_Goal:_
Using the forum thread about bringing back the photo contests, answer:
(a) Which month's Photo of the Month will be skipped, and why?
(b) How often does the first poster plan to post a voting thread until the contests are current?
(c) How long will people have to submit entries for the August Photo Challenge?

— Start of Document section —

# Return of POTM and Challenge Contests!!



## sm4him (Aug 3, 2015)

Okay, folks, we are trying to get the TPF Photo of the Month contest and the TPF Challenge contests back on track.

To that end:
There is now a nomination thread for this month for POTM, here (thanks Runnah!)

There is ALSO a voting thread for the JUNE POTM nominations, here (thanks again, Runnah!).
Unfortunately, we never had a July nomination thread, so we'll have to just skip that month.

However, we did have nomination threads for April and May, and I will post voting threads for those so that we can get caught up. I plan to do one voting thread a week until we are current.

I hope everyone will help make these contests a success again, by participating in both the nominating and the voting process!! 

I will also be posting an August Photo Challenge thread tonight (lest you've forgotten, that one is one where you are given a theme and you take a picture with the theme in mind and submit it. You'll have until the end of the month for get submissions in).


----------



## tirediron (Aug 3, 2015)

Sharon, thanks very much for taking this on.  It's not a small task by any means and requires a great deal of volunteer time.  People like you stepping up to help out is what makes TPF such a great community!


----------



## terri (Aug 5, 2015)

Sharon's the bomb!


----------

— End of Document section —
— Start of Supplied material —

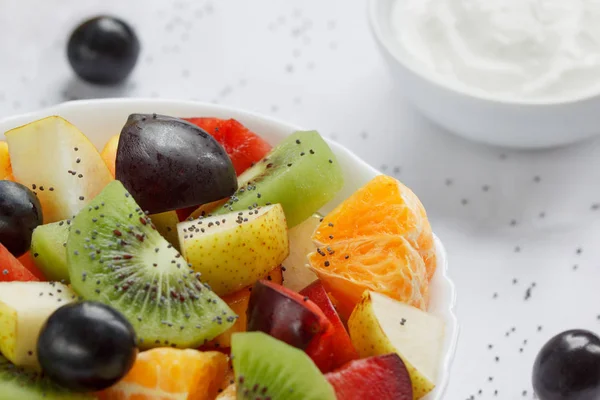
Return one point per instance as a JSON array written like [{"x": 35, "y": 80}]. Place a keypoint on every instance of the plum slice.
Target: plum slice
[
  {"x": 375, "y": 378},
  {"x": 167, "y": 163},
  {"x": 342, "y": 349},
  {"x": 289, "y": 317}
]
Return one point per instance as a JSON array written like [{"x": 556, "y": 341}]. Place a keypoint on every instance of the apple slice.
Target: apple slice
[
  {"x": 24, "y": 308},
  {"x": 381, "y": 325},
  {"x": 374, "y": 378},
  {"x": 235, "y": 250},
  {"x": 297, "y": 274},
  {"x": 59, "y": 163}
]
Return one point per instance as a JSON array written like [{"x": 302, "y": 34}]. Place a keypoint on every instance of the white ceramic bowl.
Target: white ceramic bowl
[
  {"x": 520, "y": 124},
  {"x": 100, "y": 119}
]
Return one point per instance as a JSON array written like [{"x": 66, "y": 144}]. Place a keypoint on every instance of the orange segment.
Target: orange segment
[
  {"x": 386, "y": 264},
  {"x": 172, "y": 374},
  {"x": 5, "y": 166},
  {"x": 109, "y": 153},
  {"x": 238, "y": 302},
  {"x": 382, "y": 206},
  {"x": 230, "y": 393}
]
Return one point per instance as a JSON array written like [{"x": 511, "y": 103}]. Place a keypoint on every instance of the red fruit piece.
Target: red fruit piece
[
  {"x": 11, "y": 269},
  {"x": 342, "y": 349},
  {"x": 184, "y": 213},
  {"x": 374, "y": 378},
  {"x": 27, "y": 261},
  {"x": 243, "y": 146},
  {"x": 291, "y": 318}
]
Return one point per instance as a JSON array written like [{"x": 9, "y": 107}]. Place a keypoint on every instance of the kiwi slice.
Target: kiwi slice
[
  {"x": 26, "y": 383},
  {"x": 301, "y": 174},
  {"x": 117, "y": 257},
  {"x": 266, "y": 368},
  {"x": 166, "y": 225},
  {"x": 48, "y": 244}
]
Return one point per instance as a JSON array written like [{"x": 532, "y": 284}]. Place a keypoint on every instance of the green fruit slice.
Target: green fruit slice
[
  {"x": 235, "y": 250},
  {"x": 301, "y": 174},
  {"x": 48, "y": 244},
  {"x": 116, "y": 256},
  {"x": 25, "y": 383},
  {"x": 166, "y": 225},
  {"x": 266, "y": 368}
]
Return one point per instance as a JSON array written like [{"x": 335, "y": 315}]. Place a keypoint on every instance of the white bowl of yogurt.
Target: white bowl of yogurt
[{"x": 515, "y": 73}]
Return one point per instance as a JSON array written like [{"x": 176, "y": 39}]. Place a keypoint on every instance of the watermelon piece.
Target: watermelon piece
[
  {"x": 342, "y": 349},
  {"x": 243, "y": 146},
  {"x": 11, "y": 269},
  {"x": 375, "y": 378}
]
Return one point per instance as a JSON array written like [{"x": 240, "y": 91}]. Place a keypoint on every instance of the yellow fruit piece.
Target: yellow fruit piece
[
  {"x": 235, "y": 250},
  {"x": 172, "y": 374},
  {"x": 109, "y": 153},
  {"x": 23, "y": 312},
  {"x": 57, "y": 161},
  {"x": 238, "y": 302},
  {"x": 5, "y": 167},
  {"x": 380, "y": 325},
  {"x": 384, "y": 206},
  {"x": 297, "y": 274}
]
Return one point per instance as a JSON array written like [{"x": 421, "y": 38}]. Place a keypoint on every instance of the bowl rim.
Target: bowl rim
[
  {"x": 388, "y": 44},
  {"x": 451, "y": 320}
]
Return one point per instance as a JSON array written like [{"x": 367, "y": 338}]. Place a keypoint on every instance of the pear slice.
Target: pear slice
[
  {"x": 381, "y": 325},
  {"x": 297, "y": 274},
  {"x": 235, "y": 250},
  {"x": 57, "y": 161},
  {"x": 24, "y": 309}
]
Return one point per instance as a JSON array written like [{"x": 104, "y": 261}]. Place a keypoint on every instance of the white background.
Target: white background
[{"x": 509, "y": 219}]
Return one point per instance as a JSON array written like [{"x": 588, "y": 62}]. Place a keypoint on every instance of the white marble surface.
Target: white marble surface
[{"x": 510, "y": 220}]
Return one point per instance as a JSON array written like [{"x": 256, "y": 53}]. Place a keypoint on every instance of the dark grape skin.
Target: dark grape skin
[
  {"x": 103, "y": 50},
  {"x": 167, "y": 163},
  {"x": 87, "y": 346},
  {"x": 20, "y": 214},
  {"x": 568, "y": 367}
]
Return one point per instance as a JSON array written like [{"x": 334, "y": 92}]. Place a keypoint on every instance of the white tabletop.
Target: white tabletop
[{"x": 521, "y": 229}]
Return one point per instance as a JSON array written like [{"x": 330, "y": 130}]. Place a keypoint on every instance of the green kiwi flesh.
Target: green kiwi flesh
[
  {"x": 48, "y": 244},
  {"x": 301, "y": 174},
  {"x": 116, "y": 256},
  {"x": 166, "y": 225},
  {"x": 18, "y": 383},
  {"x": 266, "y": 368}
]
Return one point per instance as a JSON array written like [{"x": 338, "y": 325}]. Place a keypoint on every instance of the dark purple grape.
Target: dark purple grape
[
  {"x": 103, "y": 50},
  {"x": 568, "y": 367},
  {"x": 20, "y": 214},
  {"x": 167, "y": 163}
]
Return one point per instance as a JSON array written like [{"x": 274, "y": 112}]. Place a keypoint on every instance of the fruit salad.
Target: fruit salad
[{"x": 188, "y": 260}]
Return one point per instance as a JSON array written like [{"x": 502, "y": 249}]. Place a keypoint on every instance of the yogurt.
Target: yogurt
[{"x": 532, "y": 49}]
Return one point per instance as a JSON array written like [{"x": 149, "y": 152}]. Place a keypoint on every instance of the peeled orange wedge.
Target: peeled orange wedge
[
  {"x": 378, "y": 239},
  {"x": 172, "y": 374}
]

— End of Supplied material —

_Solved problem:_
(a) July is skipped because there was never a July nomination thread.
(b) One voting thread a week.
(c) Until the end of the month.